▸ **TEILAUFGABEN**:
1/ In welchem Jahr wurde die Gorgaß-Villa laut dem Text über die Gorgaß-Villa erbaut?
2/ Übertragen Sie wortgetreu den Abschnitt aus dem Text über die Gorgaß-Villa, der mit „Es ist nicht“ beginnt und mit „der Stadt umgehen.“ endet.

▸ **VORGEGEBENER TEXT**:
======

In Zerbst in Sachsen- Anhalt, einst und bis zum April 1945 als das „Rothenburg des Nordens“ bekannt, droht der Abriss einer historischen Jugendstilvilla. Den Widerstand aus der Bevölkerung gegen den Abriss unterstützen wir. Denn Denkmalschutz ist eine überregionale Aufgabe und wir müssen uns untereinander unterstützen.

Aushängeschild Supermarkt oder Jugendstilvilla?

Offener Brief des Vorstands an die Stadträte und den Oberbürgermeister der Stadt Zerbst

Sehr geehrter Bürgermeister Dittmann, sehr geehrte Stadträte,

Stadtbild Deutschland e.V. setzt sich bundesweit und ehrenamtlich für Denkmalpflege und die Bewahrung des baukulturellen Erbes in unseren Städten ein. Wir sind in zahlreichen Orts- und Regionalverbänden aktiv und arbeiten mit vielen Denkmalschutz- und Stadtbildvereinen/Initiativen zusammen.

Wie der Vorstand des Vereins erfahren hat, plant die Stadt Zerbst, die Gorgaß-Villa in der Magdeburger Straße abzureißen, die 1893 von dem Pharmazieunternehmer Wilhelm Gorgaß erbaut worden ist.

Der Vorstand bittet Sie hiermit, diese Entscheidung noch einmal zu überdenken.

Es ist nicht nur für viele Zerbster, sondern auch für Außenstehende einigermaßen verwunderlich, wie die Verantwortlichen in Zerbst mit dem verbliebenen baukulturellen Erbe der Stadt umgehen.

Es ist überregional bekannt, dass Zerbst durch Zerstörungen im 2. Weltkrieg enorm viel historische Bausubstanz eingebüßt hat. Vom „Rothenburg des Nordens“ ist wenig übriggeblieben, vom einst prachtvollen Schloss steht bis heute nur noch ein Seitenflügel. Das Wenige, was in Zerbst noch original erhalten ist, sollte deshalb unbedingt bewahrt werden.

Es ist überregional auch bekannt, dass die Bauten der sog. Gründerzeit sowie vieles, was im Kaiserreich erbaut wurde, von Bauexperten der Nachkriegszeit gering geschätzt wurden. Vieles an erhaltungswürdiger Bausubstanz wurde in den letzten Jahrzehnten abgerissen und erst allmählich setzte dann ein langsames Umdenken in vielen Ämtern ein.

Es wäre schön, wenn diese neuen Impulse auch bei den Verantwortlichen aus Politik und Verwaltung in Zerbst Gehör finden würden.

Mittlerweile ist man sich auch in Fachkreisen anderswo des großen Werts der Epoche, in der auch die Gorgaß-Villa erbaut wurde, wieder stärker bewusst geworden. Gerade der Jugendstil versuchte ja, die Architektur vergangener Epochen nicht nur zu kopieren, sondern sie weiterzuentwickeln und sich dadurch vom sog. „Historismus“ abzusetzen. Trotzdem wollte man keinen totalen Bruch mit der Vergangenheit und nicht völlig auf Ornamente und Dekoration verzichten, wie das später die Bauhäusler forderten.

======

▸ **ERFASSTE DATENSÄTZE**:
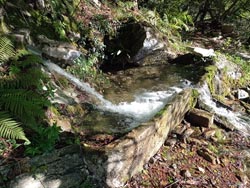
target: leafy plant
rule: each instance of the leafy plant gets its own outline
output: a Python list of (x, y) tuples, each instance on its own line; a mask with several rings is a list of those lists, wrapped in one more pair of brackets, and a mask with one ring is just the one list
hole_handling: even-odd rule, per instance
[[(14, 54), (15, 51), (11, 41), (6, 37), (0, 37), (0, 65), (8, 61)], [(4, 95), (1, 95), (0, 99), (4, 100)], [(11, 139), (21, 139), (24, 140), (26, 144), (29, 144), (29, 140), (26, 138), (20, 124), (4, 112), (3, 109), (0, 105), (0, 136)]]
[(0, 36), (0, 65), (15, 55), (12, 42), (7, 37)]
[(4, 138), (24, 140), (25, 144), (30, 144), (30, 141), (26, 138), (20, 124), (3, 111), (0, 111), (0, 136)]
[(60, 130), (60, 127), (56, 125), (50, 127), (38, 125), (38, 134), (31, 138), (31, 145), (27, 146), (25, 153), (34, 156), (53, 150), (56, 141), (59, 140)]

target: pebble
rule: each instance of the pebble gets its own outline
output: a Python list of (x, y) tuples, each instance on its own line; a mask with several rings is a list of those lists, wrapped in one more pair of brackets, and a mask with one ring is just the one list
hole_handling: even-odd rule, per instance
[(204, 168), (198, 166), (197, 169), (198, 169), (200, 172), (202, 172), (203, 174), (205, 173), (205, 169), (204, 169)]
[(191, 173), (189, 172), (189, 170), (182, 170), (182, 171), (180, 172), (180, 174), (181, 174), (181, 176), (183, 176), (184, 178), (191, 178), (191, 177), (192, 177), (192, 175), (191, 175)]

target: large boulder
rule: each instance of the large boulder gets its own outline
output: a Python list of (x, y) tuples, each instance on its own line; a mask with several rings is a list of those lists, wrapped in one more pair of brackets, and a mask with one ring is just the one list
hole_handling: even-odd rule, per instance
[(131, 64), (138, 65), (147, 55), (166, 47), (166, 42), (157, 31), (143, 23), (134, 22), (124, 24), (115, 38), (105, 36), (104, 44), (107, 61), (103, 68), (112, 64), (118, 69)]
[(81, 55), (81, 52), (70, 43), (51, 40), (43, 35), (38, 36), (37, 39), (42, 55), (59, 65), (72, 65)]

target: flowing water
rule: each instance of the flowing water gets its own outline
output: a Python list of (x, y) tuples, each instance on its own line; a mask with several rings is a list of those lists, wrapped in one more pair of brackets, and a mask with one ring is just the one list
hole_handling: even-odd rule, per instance
[(213, 101), (208, 85), (205, 83), (198, 89), (200, 93), (200, 100), (209, 106), (215, 114), (226, 118), (236, 129), (241, 131), (245, 135), (250, 135), (250, 117), (243, 115), (239, 112), (233, 112), (230, 109), (219, 106)]
[(88, 114), (80, 130), (125, 133), (150, 120), (177, 93), (192, 87), (203, 73), (197, 72), (195, 66), (166, 64), (112, 75), (112, 86), (104, 92), (104, 98), (110, 102)]
[[(45, 61), (44, 65), (99, 101), (82, 120), (78, 131), (108, 134), (125, 133), (148, 121), (177, 93), (193, 87), (204, 74), (204, 67), (194, 65), (167, 64), (134, 68), (113, 75), (112, 87), (107, 88), (103, 96), (58, 65), (50, 61)], [(219, 77), (215, 79), (220, 80)], [(248, 116), (217, 106), (207, 84), (198, 90), (200, 100), (214, 113), (225, 117), (238, 130), (250, 135)]]

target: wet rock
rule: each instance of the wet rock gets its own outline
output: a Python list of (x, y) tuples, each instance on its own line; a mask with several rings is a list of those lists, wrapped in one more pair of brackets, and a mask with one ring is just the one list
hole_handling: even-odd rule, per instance
[(211, 127), (214, 116), (207, 111), (194, 108), (187, 113), (186, 119), (194, 126)]
[(213, 49), (205, 49), (200, 47), (189, 48), (193, 53), (201, 57), (214, 57), (216, 56)]
[(220, 116), (220, 115), (215, 115), (214, 116), (214, 122), (216, 125), (219, 127), (225, 129), (226, 131), (234, 131), (235, 127), (232, 123), (230, 123), (226, 117)]
[(192, 128), (187, 128), (184, 133), (182, 134), (182, 138), (184, 143), (187, 142), (187, 138), (190, 137), (193, 134), (194, 130)]
[(170, 146), (171, 148), (175, 146), (175, 144), (177, 143), (177, 139), (176, 138), (170, 138), (167, 139), (164, 143), (165, 146)]
[(116, 38), (105, 36), (104, 44), (107, 61), (101, 68), (106, 72), (111, 68), (122, 70), (135, 66), (135, 63), (144, 64), (140, 60), (166, 46), (161, 35), (153, 28), (134, 22), (124, 24)]
[(249, 98), (249, 93), (244, 89), (238, 89), (237, 95), (238, 95), (237, 98), (240, 100)]
[(10, 36), (13, 37), (19, 45), (33, 45), (29, 29), (19, 29), (18, 31), (11, 33)]
[(42, 55), (59, 64), (72, 65), (81, 55), (81, 52), (70, 43), (54, 41), (42, 35), (38, 36), (38, 43)]

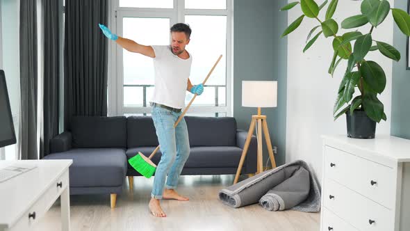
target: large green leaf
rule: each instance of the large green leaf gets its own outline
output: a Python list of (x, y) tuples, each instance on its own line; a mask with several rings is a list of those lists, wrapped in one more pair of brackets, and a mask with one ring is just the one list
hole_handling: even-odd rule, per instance
[(349, 111), (350, 108), (350, 105), (347, 105), (345, 108), (344, 108), (342, 111), (341, 111), (337, 115), (334, 116), (334, 120), (336, 120), (341, 116), (345, 113), (346, 111)]
[(362, 101), (361, 105), (363, 105), (366, 115), (374, 121), (379, 122), (384, 117), (384, 106), (380, 100), (377, 99), (377, 95), (365, 94)]
[(339, 26), (335, 20), (329, 19), (322, 22), (322, 30), (325, 37), (327, 38), (336, 35), (339, 30)]
[(336, 99), (334, 106), (333, 108), (333, 114), (334, 115), (339, 109), (345, 104), (346, 102), (343, 99), (343, 93), (341, 92), (338, 94), (338, 97)]
[(380, 52), (386, 57), (390, 58), (397, 62), (400, 60), (400, 52), (393, 46), (383, 42), (376, 41), (376, 43), (377, 44), (377, 48), (379, 48)]
[(319, 6), (319, 11), (320, 11), (325, 7), (325, 6), (327, 4), (327, 1), (329, 1), (329, 0), (325, 1), (320, 6)]
[(361, 76), (369, 87), (377, 93), (382, 93), (386, 88), (384, 71), (374, 61), (363, 61), (360, 67)]
[(309, 33), (308, 34), (308, 36), (307, 36), (307, 38), (306, 38), (306, 42), (307, 42), (309, 41), (309, 38), (311, 38), (311, 36), (312, 35), (312, 34), (313, 34), (313, 32), (315, 32), (315, 30), (316, 30), (318, 28), (319, 28), (319, 27), (320, 27), (320, 25), (319, 25), (319, 26), (316, 26), (313, 27), (313, 29), (311, 30), (311, 31), (310, 31), (310, 32), (309, 32)]
[(361, 14), (368, 16), (376, 10), (379, 4), (380, 0), (363, 0), (360, 6)]
[[(342, 42), (342, 43), (341, 43), (339, 45), (339, 47), (343, 46), (345, 44), (350, 43), (350, 42), (356, 40), (358, 38), (360, 38), (360, 36), (363, 35), (361, 34), (361, 33), (359, 32), (359, 31), (352, 31), (352, 32), (347, 32), (344, 33), (342, 35), (342, 38), (343, 39), (343, 41)], [(352, 49), (350, 49), (350, 51), (352, 51)]]
[(336, 8), (338, 6), (338, 0), (331, 0), (330, 3), (329, 4), (329, 7), (327, 7), (327, 10), (326, 10), (326, 15), (325, 17), (325, 19), (326, 20), (333, 17), (333, 15), (334, 14)]
[(304, 17), (304, 15), (302, 15), (300, 17), (298, 17), (296, 20), (295, 20), (295, 22), (292, 22), (290, 24), (290, 25), (289, 25), (289, 26), (288, 26), (288, 28), (286, 28), (286, 29), (285, 30), (285, 31), (282, 34), (281, 37), (284, 37), (284, 36), (288, 35), (292, 31), (295, 31), (300, 25)]
[(354, 42), (353, 55), (357, 61), (361, 61), (372, 47), (372, 35), (370, 33), (361, 35)]
[(352, 72), (351, 77), (347, 79), (343, 91), (343, 99), (346, 102), (349, 102), (352, 99), (353, 93), (354, 93), (354, 88), (359, 83), (360, 77), (360, 72)]
[(410, 36), (410, 15), (404, 10), (400, 9), (392, 9), (394, 21), (406, 35)]
[(383, 21), (390, 11), (390, 3), (386, 0), (379, 2), (375, 10), (372, 12), (368, 16), (370, 23), (375, 26), (379, 26)]
[(349, 17), (342, 22), (342, 28), (351, 29), (366, 25), (369, 20), (366, 15), (359, 15)]
[(312, 45), (313, 45), (315, 41), (318, 39), (318, 38), (319, 38), (319, 35), (320, 35), (321, 33), (322, 33), (322, 31), (318, 33), (318, 34), (316, 35), (315, 35), (315, 37), (313, 37), (313, 38), (312, 38), (309, 41), (309, 42), (308, 42), (306, 45), (306, 47), (304, 47), (304, 49), (303, 49), (303, 53), (304, 53), (304, 51), (307, 51), (307, 49), (309, 49), (309, 47), (311, 47), (312, 46)]
[(352, 101), (352, 106), (350, 106), (350, 115), (353, 115), (354, 109), (357, 109), (359, 106), (361, 104), (361, 95), (358, 95), (353, 99), (353, 101)]
[(349, 56), (352, 52), (352, 45), (350, 43), (347, 43), (344, 46), (340, 46), (341, 43), (343, 42), (343, 38), (342, 36), (338, 36), (333, 40), (332, 46), (333, 49), (335, 51), (338, 51), (338, 55), (339, 57), (342, 57), (344, 59), (349, 58)]
[(316, 17), (319, 15), (319, 6), (313, 0), (301, 0), (300, 6), (306, 17)]
[(293, 8), (293, 7), (295, 7), (295, 6), (297, 5), (299, 3), (299, 1), (294, 1), (293, 3), (290, 3), (288, 5), (282, 7), (280, 10), (281, 11), (284, 11), (284, 10), (290, 10), (291, 8)]

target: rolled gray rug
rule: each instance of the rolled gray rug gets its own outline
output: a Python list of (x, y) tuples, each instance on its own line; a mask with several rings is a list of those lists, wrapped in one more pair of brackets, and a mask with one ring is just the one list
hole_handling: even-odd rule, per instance
[[(308, 173), (308, 177), (302, 169)], [(296, 173), (298, 173), (295, 175)], [(290, 179), (293, 178), (293, 176), (295, 179)], [(270, 191), (287, 180), (289, 182)], [(306, 187), (306, 184), (309, 186)], [(306, 190), (307, 196), (305, 196)], [(318, 180), (306, 163), (302, 160), (284, 164), (244, 180), (220, 190), (218, 196), (222, 203), (238, 208), (258, 203), (270, 191), (272, 194), (266, 195), (263, 198), (266, 204), (263, 206), (267, 209), (290, 208), (307, 212), (320, 211), (320, 189)], [(273, 194), (278, 196), (272, 197)]]
[(300, 167), (290, 177), (263, 195), (259, 205), (270, 211), (289, 209), (305, 200), (309, 191), (309, 173)]

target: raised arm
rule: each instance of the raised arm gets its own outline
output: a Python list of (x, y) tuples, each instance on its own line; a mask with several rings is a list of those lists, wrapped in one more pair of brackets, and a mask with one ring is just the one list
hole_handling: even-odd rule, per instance
[(139, 53), (146, 56), (155, 58), (155, 52), (151, 46), (145, 46), (128, 38), (120, 37), (113, 33), (106, 26), (99, 24), (99, 28), (108, 38), (115, 41), (117, 44), (130, 52)]

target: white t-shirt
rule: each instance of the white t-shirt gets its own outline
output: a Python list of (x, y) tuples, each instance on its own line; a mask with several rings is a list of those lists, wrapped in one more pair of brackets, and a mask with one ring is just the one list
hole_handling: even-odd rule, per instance
[(182, 109), (190, 73), (191, 55), (188, 59), (181, 58), (172, 53), (169, 45), (152, 48), (155, 52), (155, 88), (151, 102)]

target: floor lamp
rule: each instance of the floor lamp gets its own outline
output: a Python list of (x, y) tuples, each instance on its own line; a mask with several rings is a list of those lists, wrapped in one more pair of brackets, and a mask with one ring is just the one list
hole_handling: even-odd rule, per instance
[(277, 81), (242, 81), (242, 106), (256, 107), (258, 114), (252, 116), (252, 120), (247, 133), (236, 175), (233, 184), (238, 182), (242, 166), (247, 152), (249, 145), (254, 134), (254, 129), (257, 123), (256, 138), (258, 139), (257, 152), (257, 168), (256, 174), (263, 171), (263, 155), (262, 155), (262, 130), (265, 135), (266, 145), (270, 163), (272, 168), (276, 168), (276, 162), (273, 156), (272, 143), (269, 136), (269, 130), (266, 122), (266, 116), (261, 114), (261, 108), (276, 107), (277, 105)]

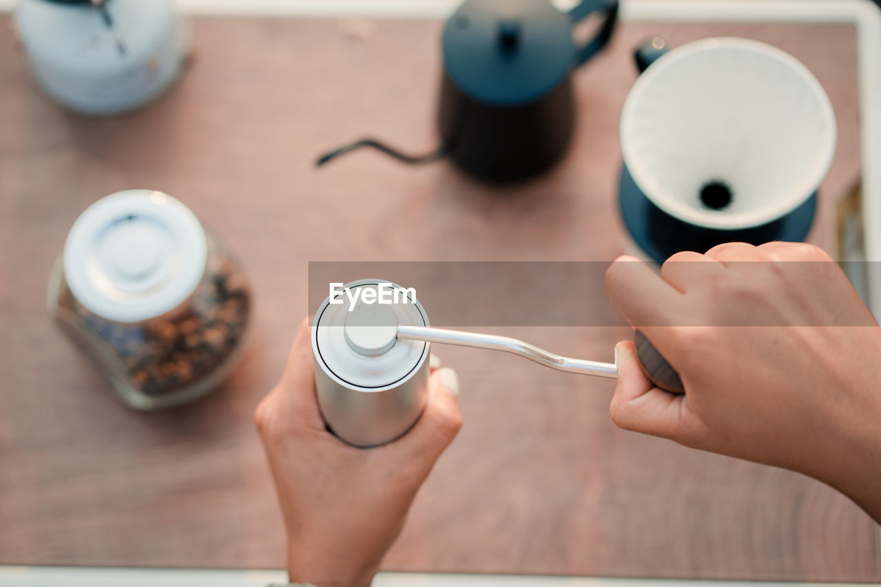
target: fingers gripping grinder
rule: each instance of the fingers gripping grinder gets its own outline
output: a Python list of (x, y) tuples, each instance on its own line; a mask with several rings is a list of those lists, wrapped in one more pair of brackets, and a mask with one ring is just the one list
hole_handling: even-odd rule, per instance
[[(508, 337), (431, 328), (413, 289), (362, 279), (340, 291), (345, 295), (328, 296), (315, 313), (312, 352), (324, 420), (355, 446), (389, 442), (418, 420), (428, 399), (432, 343), (502, 351), (558, 371), (618, 377), (612, 363), (561, 357)], [(636, 353), (655, 385), (684, 393), (679, 375), (639, 331)]]

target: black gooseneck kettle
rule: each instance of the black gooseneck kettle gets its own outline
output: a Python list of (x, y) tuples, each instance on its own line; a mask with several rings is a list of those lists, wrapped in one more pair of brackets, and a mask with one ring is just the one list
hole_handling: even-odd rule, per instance
[[(440, 145), (411, 156), (363, 138), (321, 157), (321, 166), (361, 147), (405, 163), (449, 157), (465, 172), (493, 182), (547, 170), (566, 152), (575, 126), (573, 71), (609, 42), (618, 0), (582, 0), (568, 12), (549, 0), (467, 0), (447, 21), (438, 128)], [(584, 45), (573, 26), (599, 13)]]

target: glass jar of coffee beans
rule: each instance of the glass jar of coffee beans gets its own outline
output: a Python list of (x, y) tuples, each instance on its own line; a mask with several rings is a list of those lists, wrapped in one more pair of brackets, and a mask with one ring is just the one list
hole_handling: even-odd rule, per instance
[(118, 192), (74, 223), (48, 308), (139, 409), (217, 387), (242, 348), (251, 295), (226, 246), (181, 202)]

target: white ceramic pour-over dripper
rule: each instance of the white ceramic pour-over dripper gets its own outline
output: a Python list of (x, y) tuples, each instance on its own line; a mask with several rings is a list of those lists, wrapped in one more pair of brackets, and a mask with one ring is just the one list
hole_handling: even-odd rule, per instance
[[(764, 43), (720, 38), (682, 45), (649, 66), (625, 102), (620, 137), (625, 165), (656, 206), (733, 230), (804, 203), (832, 164), (836, 129), (829, 98), (804, 65)], [(707, 205), (706, 191), (702, 198), (713, 182), (729, 189), (726, 205)]]

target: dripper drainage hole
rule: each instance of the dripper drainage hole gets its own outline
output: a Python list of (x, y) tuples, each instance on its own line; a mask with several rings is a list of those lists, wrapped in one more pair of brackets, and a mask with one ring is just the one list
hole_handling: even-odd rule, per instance
[(722, 210), (731, 204), (734, 194), (722, 182), (710, 182), (700, 189), (700, 201), (710, 210)]

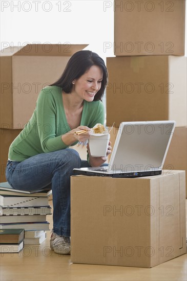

======

▸ **LÖSUNGEN JE AUFGABE**:
1/ 1893

2/
Es ist nicht nur für viele Zerbster, sondern auch für Außenstehende einigermaßen verwunderlich, wie die Verantwortlichen in Zerbst mit dem verbliebenen baukulturellen Erbe der Stadt umgehen.